(Region pointing data)
::::::

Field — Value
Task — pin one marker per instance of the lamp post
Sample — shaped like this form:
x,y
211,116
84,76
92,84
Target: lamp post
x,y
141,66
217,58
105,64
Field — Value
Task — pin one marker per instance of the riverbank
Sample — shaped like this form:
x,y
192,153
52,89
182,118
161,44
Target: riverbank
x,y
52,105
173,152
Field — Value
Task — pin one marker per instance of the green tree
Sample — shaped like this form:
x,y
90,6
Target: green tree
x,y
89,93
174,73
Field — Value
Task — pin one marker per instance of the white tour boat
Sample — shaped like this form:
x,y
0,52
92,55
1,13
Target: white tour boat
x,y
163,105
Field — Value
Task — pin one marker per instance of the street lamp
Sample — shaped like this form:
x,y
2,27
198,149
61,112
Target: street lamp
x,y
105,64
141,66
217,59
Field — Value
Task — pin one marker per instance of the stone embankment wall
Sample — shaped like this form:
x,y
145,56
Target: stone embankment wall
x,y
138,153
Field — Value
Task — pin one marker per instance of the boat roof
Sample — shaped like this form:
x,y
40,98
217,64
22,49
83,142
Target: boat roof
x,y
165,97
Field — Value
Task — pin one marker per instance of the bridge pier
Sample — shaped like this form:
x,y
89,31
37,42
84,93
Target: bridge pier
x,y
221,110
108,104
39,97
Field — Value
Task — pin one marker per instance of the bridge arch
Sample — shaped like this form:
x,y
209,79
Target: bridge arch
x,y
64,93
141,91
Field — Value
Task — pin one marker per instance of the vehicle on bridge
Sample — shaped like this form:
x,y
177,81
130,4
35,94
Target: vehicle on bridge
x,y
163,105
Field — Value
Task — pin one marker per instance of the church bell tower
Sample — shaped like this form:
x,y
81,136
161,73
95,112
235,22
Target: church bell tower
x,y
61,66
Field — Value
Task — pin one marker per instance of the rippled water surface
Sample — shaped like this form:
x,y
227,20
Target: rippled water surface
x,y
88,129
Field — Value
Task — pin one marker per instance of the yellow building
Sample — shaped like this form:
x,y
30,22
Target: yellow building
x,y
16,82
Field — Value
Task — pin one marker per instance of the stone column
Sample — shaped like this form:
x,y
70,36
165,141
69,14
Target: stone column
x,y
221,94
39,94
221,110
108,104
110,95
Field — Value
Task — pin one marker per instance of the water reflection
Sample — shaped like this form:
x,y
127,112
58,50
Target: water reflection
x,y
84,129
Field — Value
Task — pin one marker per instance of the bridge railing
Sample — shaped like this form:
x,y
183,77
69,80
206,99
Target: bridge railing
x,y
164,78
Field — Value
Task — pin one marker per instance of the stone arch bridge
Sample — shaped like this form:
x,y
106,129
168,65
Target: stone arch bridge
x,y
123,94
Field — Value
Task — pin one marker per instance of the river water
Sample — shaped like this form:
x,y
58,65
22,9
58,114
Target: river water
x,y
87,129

::::::

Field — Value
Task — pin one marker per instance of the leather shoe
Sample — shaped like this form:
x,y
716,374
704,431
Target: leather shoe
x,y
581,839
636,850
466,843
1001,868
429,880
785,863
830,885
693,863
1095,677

::::::

* **Prompt**:
Within the data above, the span starting at the line containing "Task — pin one marker per instance of the boat" and ending at the line containing "Task — pin one marker per instance of the bridge arch" is to be retyped exactly, with no other lines.

* **Reply**:
Task — pin one marker per instance of the boat roof
Sample — shaped like this form:
x,y
40,98
217,64
22,49
83,142
Target: boat roof
x,y
165,97
Field — Value
Task — pin one marker per instance of the bridge pier
Sample — shaped like this form:
x,y
89,31
37,42
84,93
Target: bridge pier
x,y
221,110
108,104
39,97
Field — Value
Task — pin one marker per instance of the bridge arch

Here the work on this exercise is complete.